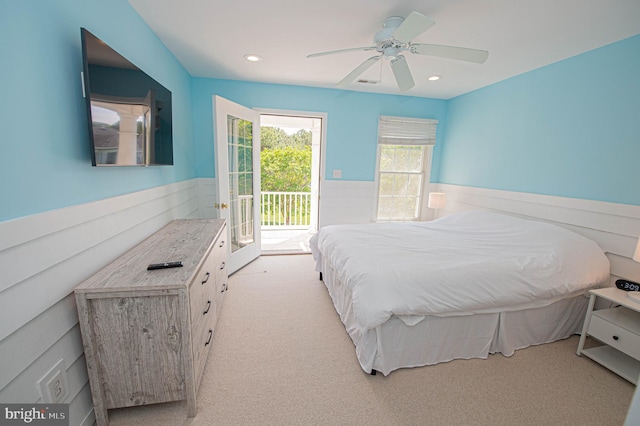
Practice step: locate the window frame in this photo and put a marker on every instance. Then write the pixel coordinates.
(425, 182)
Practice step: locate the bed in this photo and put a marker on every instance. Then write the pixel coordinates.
(463, 286)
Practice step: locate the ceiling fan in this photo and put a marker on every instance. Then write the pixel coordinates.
(394, 38)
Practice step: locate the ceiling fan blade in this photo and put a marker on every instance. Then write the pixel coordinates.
(413, 25)
(402, 73)
(359, 70)
(353, 49)
(460, 53)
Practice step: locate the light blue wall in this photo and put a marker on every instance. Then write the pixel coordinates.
(568, 129)
(45, 160)
(352, 123)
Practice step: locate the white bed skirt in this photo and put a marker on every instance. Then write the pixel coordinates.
(395, 345)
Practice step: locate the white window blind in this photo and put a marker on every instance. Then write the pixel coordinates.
(406, 131)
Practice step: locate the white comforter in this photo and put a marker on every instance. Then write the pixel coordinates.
(461, 264)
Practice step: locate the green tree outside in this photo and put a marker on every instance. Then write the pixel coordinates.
(285, 166)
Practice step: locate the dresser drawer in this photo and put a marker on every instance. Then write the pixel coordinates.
(202, 291)
(615, 336)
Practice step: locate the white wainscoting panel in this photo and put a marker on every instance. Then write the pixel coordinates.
(43, 257)
(207, 197)
(343, 201)
(615, 227)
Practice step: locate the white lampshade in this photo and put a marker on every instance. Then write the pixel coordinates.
(437, 200)
(636, 254)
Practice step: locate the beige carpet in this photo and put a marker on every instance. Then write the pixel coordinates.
(281, 356)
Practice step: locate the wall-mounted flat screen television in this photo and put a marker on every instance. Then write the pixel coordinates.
(129, 113)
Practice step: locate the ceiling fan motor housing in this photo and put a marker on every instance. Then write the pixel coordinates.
(389, 26)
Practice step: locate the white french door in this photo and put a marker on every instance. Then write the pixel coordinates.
(237, 148)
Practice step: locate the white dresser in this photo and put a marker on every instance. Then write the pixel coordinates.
(618, 328)
(147, 333)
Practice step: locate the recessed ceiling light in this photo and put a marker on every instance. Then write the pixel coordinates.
(252, 58)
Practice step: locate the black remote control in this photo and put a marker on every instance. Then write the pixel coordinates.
(165, 265)
(627, 285)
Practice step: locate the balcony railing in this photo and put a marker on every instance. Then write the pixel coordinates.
(278, 210)
(291, 210)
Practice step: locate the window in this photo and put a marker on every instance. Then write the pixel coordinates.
(404, 160)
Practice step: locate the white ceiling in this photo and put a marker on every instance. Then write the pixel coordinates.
(210, 37)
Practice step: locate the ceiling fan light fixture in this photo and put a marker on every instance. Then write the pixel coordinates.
(252, 58)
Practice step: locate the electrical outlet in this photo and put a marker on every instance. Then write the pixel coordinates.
(53, 385)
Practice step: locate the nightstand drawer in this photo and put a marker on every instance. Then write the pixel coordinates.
(615, 336)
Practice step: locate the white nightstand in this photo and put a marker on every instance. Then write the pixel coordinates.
(618, 328)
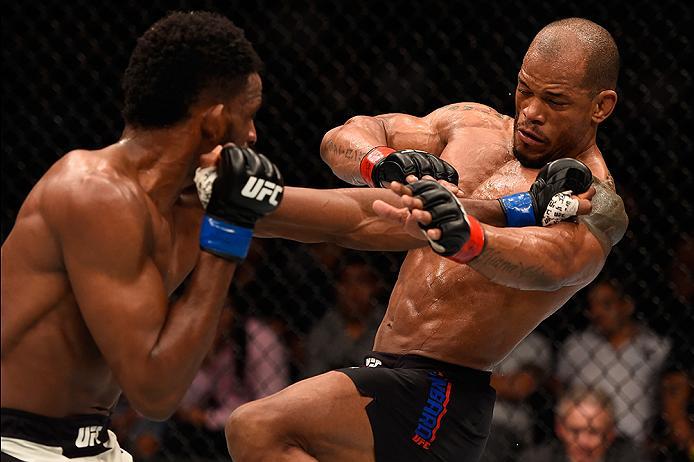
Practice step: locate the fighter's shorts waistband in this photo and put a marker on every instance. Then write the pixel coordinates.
(79, 435)
(473, 377)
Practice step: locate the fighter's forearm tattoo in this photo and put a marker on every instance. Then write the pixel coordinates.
(497, 267)
(333, 149)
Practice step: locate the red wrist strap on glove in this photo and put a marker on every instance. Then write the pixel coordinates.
(369, 160)
(474, 246)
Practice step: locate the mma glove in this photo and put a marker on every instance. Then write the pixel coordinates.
(549, 199)
(382, 165)
(462, 236)
(244, 187)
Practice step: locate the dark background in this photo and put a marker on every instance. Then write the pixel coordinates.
(329, 60)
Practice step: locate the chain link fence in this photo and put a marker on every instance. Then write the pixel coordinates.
(327, 61)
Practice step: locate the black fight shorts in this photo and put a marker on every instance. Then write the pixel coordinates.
(424, 409)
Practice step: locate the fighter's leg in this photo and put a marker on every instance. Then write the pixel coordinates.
(322, 418)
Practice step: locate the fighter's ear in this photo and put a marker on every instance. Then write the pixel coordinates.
(603, 105)
(213, 125)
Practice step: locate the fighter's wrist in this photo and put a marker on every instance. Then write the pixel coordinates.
(518, 209)
(225, 240)
(473, 246)
(369, 160)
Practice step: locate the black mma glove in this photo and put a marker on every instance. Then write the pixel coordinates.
(244, 187)
(462, 236)
(549, 199)
(382, 165)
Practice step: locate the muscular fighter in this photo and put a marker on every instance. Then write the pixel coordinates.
(424, 394)
(106, 236)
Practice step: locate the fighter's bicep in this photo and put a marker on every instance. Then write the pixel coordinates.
(404, 131)
(607, 220)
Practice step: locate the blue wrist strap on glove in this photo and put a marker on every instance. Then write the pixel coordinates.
(518, 209)
(224, 239)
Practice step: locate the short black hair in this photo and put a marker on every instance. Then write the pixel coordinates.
(602, 55)
(179, 57)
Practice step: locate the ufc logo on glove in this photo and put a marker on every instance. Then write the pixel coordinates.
(258, 189)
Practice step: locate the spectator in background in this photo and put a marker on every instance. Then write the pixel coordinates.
(585, 428)
(247, 362)
(346, 333)
(617, 355)
(673, 432)
(515, 379)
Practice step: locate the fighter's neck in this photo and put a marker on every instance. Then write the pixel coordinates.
(164, 160)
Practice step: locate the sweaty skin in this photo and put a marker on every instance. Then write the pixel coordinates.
(471, 314)
(474, 314)
(99, 245)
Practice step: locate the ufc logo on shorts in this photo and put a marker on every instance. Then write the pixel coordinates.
(88, 436)
(259, 189)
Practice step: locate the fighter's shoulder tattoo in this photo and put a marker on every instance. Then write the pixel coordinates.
(608, 219)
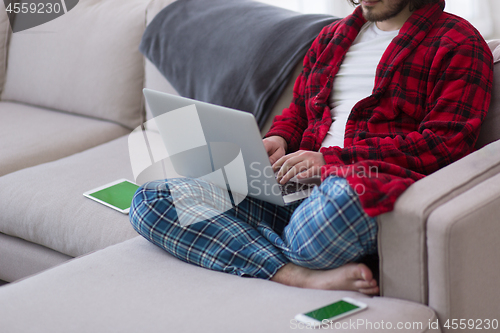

▶ _Your instructions_
Extract every line of the data above that contains the string "tattoo", matching case exactly.

▶ _Worked answer_
Practice step: locate the fighter's forearm tattoo in this photo and put a marker on every instance. Then write the pixel coordinates.
Practice step: locate the fighter's shoulder tattoo in this photo and put a marker on every instance. Then write the pixel coordinates.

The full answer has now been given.